Dataset content
----------------------------------------

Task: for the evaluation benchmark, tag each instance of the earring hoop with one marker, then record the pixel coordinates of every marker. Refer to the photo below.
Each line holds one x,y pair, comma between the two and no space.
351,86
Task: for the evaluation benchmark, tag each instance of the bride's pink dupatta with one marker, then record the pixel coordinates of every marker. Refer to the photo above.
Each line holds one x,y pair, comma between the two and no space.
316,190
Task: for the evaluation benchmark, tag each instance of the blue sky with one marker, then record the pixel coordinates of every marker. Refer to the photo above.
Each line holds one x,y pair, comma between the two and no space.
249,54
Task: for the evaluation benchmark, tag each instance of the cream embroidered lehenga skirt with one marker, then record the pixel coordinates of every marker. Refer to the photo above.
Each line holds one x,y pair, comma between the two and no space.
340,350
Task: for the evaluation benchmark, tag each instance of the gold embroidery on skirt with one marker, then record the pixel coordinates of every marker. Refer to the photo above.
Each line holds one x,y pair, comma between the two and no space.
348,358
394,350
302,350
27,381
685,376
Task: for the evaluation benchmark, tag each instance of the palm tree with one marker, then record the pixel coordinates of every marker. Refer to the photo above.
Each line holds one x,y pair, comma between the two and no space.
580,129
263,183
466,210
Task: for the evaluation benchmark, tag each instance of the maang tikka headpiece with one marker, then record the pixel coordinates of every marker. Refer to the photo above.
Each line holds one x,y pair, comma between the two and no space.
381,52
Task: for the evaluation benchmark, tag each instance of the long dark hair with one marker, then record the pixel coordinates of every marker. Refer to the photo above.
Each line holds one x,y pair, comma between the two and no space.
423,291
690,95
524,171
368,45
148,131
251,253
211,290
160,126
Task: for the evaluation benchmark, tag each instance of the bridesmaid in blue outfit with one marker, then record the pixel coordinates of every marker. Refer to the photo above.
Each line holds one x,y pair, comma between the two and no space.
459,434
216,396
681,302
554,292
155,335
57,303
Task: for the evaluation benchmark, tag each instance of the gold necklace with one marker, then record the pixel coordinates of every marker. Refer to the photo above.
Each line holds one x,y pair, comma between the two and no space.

----------------------------------------

Rewrite all the records above, putting "test set" wherever "evaluation benchmark" appears and leaving everything else unchanged.

Task: for the test set, tag each instance of the earring hoop with one marker, then record the pixel coordinates of every marker. Refer to the photo below.
Each line holds one x,y pair, comma between the two and no space.
351,86
Task: for the test set, tag each instance of the bride's pink dupatta with one marker, then record the pixel coordinates of every marker. Refer to the photo above.
Each line holds one x,y pair, comma between the two and no space.
316,190
Task: for the test set, tag each instance of the blue sky with one marker, then record the pixel coordinates of every marker. Refer to the photo above.
Each line holds one x,y pair, comma between the two and no space.
249,54
Task: for the test set, tag each instance of the cream embroidered lehenga skirt with one marker, then record the pixel coordinates of every marker. Refer to the photo above.
Each line holds one x,y pair, comma between the two and no space.
340,350
Task: for the test set, tag each instance of the gold embroidery on skirt with one marker, then record the pixel coordinates of every marker. Refer to the photo above.
Each line holds one x,y pair, comma between the two and no space.
348,358
394,350
302,350
27,381
685,376
Task: for the test set, tag each instance of the palm tree with one marker, then record the pixel coordinates of every marker. Refer to the photo above.
Each line holds one x,y pair, comma between the two and no space.
580,129
263,183
466,210
Task: for the test set, tag each instance of the maang tikka headpiece with one marker, then record the pixel coordinates of every marker. Refer to the photo above.
Each line holds one x,y pair, comma between the two and no space.
381,52
Task: for the test set, tag each instance of the long dark hair with one marker, then record the pixel coordinates of every marker. Refer to the photo above.
Each line holds one x,y pair, comma between the two and no space.
423,291
690,95
524,171
368,45
148,131
251,253
211,290
160,126
Task: for the test set, tag each instance of the bridesmaid in blue outfit with one marker, then record the pixel coordinates of every marker. Refer to the photo above.
Each line holds one x,y pair, comma between the two and no space.
459,434
216,396
681,302
554,292
155,335
57,303
Task: for the test set, tag each instance of the gold necklace with one marker, then record the pixel coordinates of every marker. Refer to the photo above.
Each line holds one x,y pair, comma between the two and no space.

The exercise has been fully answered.